**Task**
Extract the opening line of the entries and every line after it, stopping at and including the line that contains "find coconut husk". Do not include pictures.

....

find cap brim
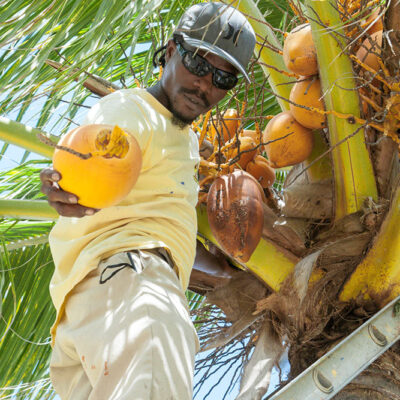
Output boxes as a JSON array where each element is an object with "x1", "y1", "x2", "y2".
[{"x1": 180, "y1": 34, "x2": 251, "y2": 83}]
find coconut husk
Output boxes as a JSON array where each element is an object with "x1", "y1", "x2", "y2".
[
  {"x1": 253, "y1": 255, "x2": 366, "y2": 377},
  {"x1": 262, "y1": 203, "x2": 307, "y2": 257},
  {"x1": 281, "y1": 182, "x2": 333, "y2": 219},
  {"x1": 205, "y1": 270, "x2": 269, "y2": 323},
  {"x1": 237, "y1": 320, "x2": 283, "y2": 400},
  {"x1": 371, "y1": 136, "x2": 399, "y2": 198}
]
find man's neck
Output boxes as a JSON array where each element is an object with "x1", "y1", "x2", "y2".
[
  {"x1": 147, "y1": 82, "x2": 170, "y2": 111},
  {"x1": 146, "y1": 82, "x2": 190, "y2": 129}
]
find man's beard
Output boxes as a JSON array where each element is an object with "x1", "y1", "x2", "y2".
[
  {"x1": 162, "y1": 86, "x2": 210, "y2": 129},
  {"x1": 171, "y1": 115, "x2": 190, "y2": 129}
]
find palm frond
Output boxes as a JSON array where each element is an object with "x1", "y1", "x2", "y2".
[{"x1": 0, "y1": 242, "x2": 56, "y2": 399}]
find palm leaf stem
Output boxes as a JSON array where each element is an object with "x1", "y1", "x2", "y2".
[
  {"x1": 0, "y1": 118, "x2": 55, "y2": 159},
  {"x1": 0, "y1": 200, "x2": 57, "y2": 220},
  {"x1": 0, "y1": 200, "x2": 298, "y2": 293},
  {"x1": 339, "y1": 183, "x2": 400, "y2": 305}
]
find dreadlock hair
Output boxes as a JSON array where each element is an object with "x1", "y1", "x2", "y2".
[
  {"x1": 152, "y1": 35, "x2": 182, "y2": 68},
  {"x1": 152, "y1": 44, "x2": 168, "y2": 68}
]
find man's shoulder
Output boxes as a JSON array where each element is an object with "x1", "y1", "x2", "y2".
[
  {"x1": 91, "y1": 88, "x2": 156, "y2": 123},
  {"x1": 100, "y1": 88, "x2": 148, "y2": 106}
]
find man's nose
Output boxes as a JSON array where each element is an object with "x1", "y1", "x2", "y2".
[{"x1": 193, "y1": 72, "x2": 213, "y2": 94}]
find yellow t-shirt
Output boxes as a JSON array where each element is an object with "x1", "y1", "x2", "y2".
[{"x1": 49, "y1": 88, "x2": 200, "y2": 337}]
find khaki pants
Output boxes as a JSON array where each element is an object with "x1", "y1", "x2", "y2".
[{"x1": 50, "y1": 249, "x2": 199, "y2": 400}]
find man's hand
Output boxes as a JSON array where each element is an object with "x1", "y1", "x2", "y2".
[{"x1": 40, "y1": 168, "x2": 100, "y2": 218}]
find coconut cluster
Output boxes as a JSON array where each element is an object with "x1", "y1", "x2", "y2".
[
  {"x1": 209, "y1": 109, "x2": 276, "y2": 188},
  {"x1": 201, "y1": 109, "x2": 275, "y2": 263},
  {"x1": 263, "y1": 24, "x2": 325, "y2": 169}
]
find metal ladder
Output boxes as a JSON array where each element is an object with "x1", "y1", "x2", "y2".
[{"x1": 268, "y1": 294, "x2": 400, "y2": 400}]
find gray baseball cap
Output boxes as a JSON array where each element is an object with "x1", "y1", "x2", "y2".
[{"x1": 174, "y1": 2, "x2": 256, "y2": 83}]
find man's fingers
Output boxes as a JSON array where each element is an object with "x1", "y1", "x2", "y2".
[
  {"x1": 40, "y1": 168, "x2": 61, "y2": 184},
  {"x1": 44, "y1": 185, "x2": 78, "y2": 205},
  {"x1": 40, "y1": 167, "x2": 100, "y2": 218},
  {"x1": 40, "y1": 168, "x2": 79, "y2": 204},
  {"x1": 48, "y1": 201, "x2": 99, "y2": 218}
]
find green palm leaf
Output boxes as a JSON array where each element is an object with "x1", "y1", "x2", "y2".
[{"x1": 0, "y1": 241, "x2": 56, "y2": 399}]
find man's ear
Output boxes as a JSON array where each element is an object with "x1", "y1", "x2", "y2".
[{"x1": 165, "y1": 39, "x2": 177, "y2": 63}]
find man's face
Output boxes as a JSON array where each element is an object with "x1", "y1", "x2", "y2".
[{"x1": 161, "y1": 40, "x2": 238, "y2": 124}]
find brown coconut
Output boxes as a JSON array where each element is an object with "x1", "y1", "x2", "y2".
[
  {"x1": 363, "y1": 7, "x2": 383, "y2": 35},
  {"x1": 207, "y1": 170, "x2": 264, "y2": 262}
]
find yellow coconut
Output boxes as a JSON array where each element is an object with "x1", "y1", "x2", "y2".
[
  {"x1": 225, "y1": 136, "x2": 258, "y2": 169},
  {"x1": 53, "y1": 124, "x2": 142, "y2": 209},
  {"x1": 263, "y1": 111, "x2": 314, "y2": 168},
  {"x1": 283, "y1": 23, "x2": 318, "y2": 76},
  {"x1": 289, "y1": 77, "x2": 326, "y2": 129},
  {"x1": 246, "y1": 155, "x2": 275, "y2": 188},
  {"x1": 239, "y1": 129, "x2": 263, "y2": 146},
  {"x1": 210, "y1": 108, "x2": 239, "y2": 145}
]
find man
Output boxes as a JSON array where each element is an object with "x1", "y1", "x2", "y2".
[{"x1": 40, "y1": 2, "x2": 256, "y2": 399}]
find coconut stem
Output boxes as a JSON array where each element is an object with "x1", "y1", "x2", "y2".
[
  {"x1": 37, "y1": 132, "x2": 92, "y2": 159},
  {"x1": 37, "y1": 125, "x2": 130, "y2": 160}
]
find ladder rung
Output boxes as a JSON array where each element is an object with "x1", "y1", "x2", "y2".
[{"x1": 268, "y1": 295, "x2": 400, "y2": 400}]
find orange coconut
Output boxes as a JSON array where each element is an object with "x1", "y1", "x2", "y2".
[
  {"x1": 240, "y1": 129, "x2": 262, "y2": 146},
  {"x1": 283, "y1": 23, "x2": 318, "y2": 76},
  {"x1": 356, "y1": 30, "x2": 383, "y2": 72},
  {"x1": 263, "y1": 111, "x2": 314, "y2": 168},
  {"x1": 53, "y1": 124, "x2": 142, "y2": 209},
  {"x1": 210, "y1": 108, "x2": 239, "y2": 145},
  {"x1": 225, "y1": 135, "x2": 258, "y2": 169},
  {"x1": 289, "y1": 77, "x2": 326, "y2": 129},
  {"x1": 246, "y1": 155, "x2": 275, "y2": 188},
  {"x1": 363, "y1": 7, "x2": 383, "y2": 35}
]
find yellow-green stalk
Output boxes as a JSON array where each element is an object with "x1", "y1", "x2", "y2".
[
  {"x1": 0, "y1": 200, "x2": 58, "y2": 220},
  {"x1": 0, "y1": 117, "x2": 57, "y2": 159},
  {"x1": 303, "y1": 131, "x2": 332, "y2": 182},
  {"x1": 304, "y1": 0, "x2": 378, "y2": 220},
  {"x1": 339, "y1": 185, "x2": 400, "y2": 306},
  {"x1": 232, "y1": 0, "x2": 293, "y2": 110}
]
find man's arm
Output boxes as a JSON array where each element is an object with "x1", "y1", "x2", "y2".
[{"x1": 189, "y1": 240, "x2": 237, "y2": 293}]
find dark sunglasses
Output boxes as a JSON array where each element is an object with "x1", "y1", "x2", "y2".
[{"x1": 176, "y1": 43, "x2": 238, "y2": 91}]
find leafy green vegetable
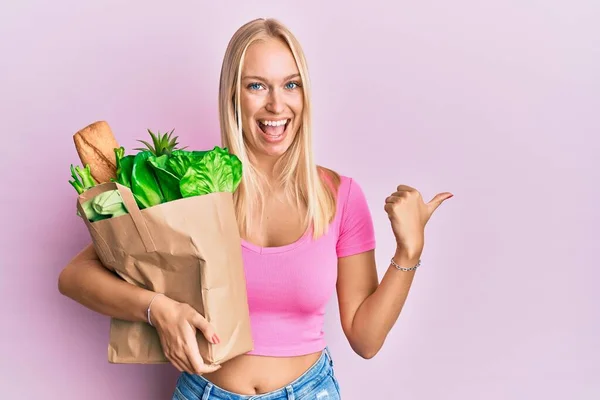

....

**Solution to this exercise**
find cap brim
Output boxes as a JSON array where each element is an object with "x1", "y1", "x2", "y2".
[{"x1": 180, "y1": 34, "x2": 251, "y2": 83}]
find coconut husk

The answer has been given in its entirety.